• **WHAT YOU SHOULD DO**
Pick out and copy every line of the records below that contains the word "window".

■ ■ ■ ■ ■

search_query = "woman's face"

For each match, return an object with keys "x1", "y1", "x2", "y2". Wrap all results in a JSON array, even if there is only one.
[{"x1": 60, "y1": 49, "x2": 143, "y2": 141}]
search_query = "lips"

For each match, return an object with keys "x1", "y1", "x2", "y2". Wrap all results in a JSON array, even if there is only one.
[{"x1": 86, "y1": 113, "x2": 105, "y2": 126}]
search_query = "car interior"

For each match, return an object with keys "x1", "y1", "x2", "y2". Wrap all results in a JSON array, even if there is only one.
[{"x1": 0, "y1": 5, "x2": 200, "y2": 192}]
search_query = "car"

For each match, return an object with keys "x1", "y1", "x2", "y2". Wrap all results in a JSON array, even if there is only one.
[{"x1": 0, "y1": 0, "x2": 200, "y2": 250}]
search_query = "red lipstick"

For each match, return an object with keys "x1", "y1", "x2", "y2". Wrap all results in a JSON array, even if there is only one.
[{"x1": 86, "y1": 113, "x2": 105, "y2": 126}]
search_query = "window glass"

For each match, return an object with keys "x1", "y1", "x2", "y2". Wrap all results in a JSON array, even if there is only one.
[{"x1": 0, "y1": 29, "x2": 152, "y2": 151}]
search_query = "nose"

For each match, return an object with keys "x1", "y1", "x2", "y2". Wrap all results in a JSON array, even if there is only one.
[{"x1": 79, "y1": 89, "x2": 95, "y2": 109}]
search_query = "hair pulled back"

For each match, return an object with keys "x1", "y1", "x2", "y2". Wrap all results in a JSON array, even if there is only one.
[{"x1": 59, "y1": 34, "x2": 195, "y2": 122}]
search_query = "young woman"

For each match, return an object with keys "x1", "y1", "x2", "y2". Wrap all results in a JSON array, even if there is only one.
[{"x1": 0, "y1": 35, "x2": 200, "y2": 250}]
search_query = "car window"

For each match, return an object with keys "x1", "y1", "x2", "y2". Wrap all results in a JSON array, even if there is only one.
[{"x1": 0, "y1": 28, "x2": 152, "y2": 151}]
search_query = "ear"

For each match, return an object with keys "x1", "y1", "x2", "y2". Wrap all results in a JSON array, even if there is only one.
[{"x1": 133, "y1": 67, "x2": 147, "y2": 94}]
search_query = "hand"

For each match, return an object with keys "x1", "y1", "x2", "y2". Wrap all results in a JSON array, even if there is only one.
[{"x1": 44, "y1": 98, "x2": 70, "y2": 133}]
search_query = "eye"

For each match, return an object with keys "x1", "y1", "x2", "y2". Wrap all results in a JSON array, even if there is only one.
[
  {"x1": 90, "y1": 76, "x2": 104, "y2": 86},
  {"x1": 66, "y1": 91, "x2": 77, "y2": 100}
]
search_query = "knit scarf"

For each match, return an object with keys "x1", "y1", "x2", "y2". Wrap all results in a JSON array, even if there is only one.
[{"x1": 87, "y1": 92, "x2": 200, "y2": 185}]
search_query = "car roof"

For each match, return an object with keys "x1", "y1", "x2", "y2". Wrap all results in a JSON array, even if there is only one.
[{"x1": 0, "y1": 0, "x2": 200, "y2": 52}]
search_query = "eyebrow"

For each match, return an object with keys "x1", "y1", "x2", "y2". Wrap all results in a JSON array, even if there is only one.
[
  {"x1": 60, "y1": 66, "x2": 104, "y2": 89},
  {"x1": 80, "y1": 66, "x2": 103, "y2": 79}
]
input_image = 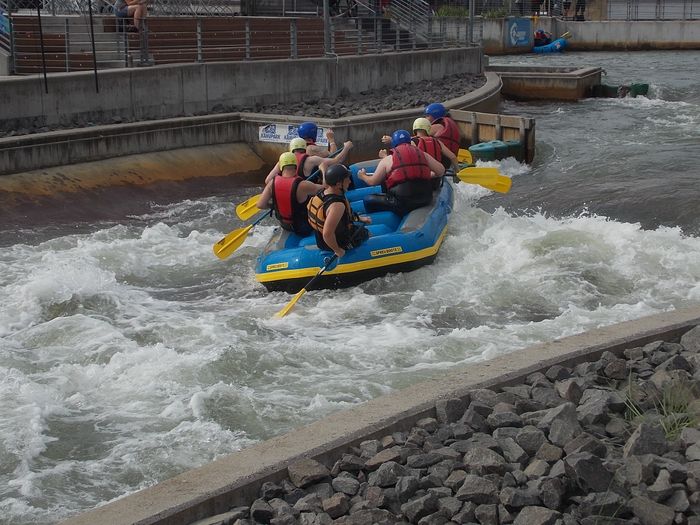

■ ■ ■ ■ ■

• **OUTPUT OF THE EXERCISE**
search_query = "window glass"
search_query = "car window"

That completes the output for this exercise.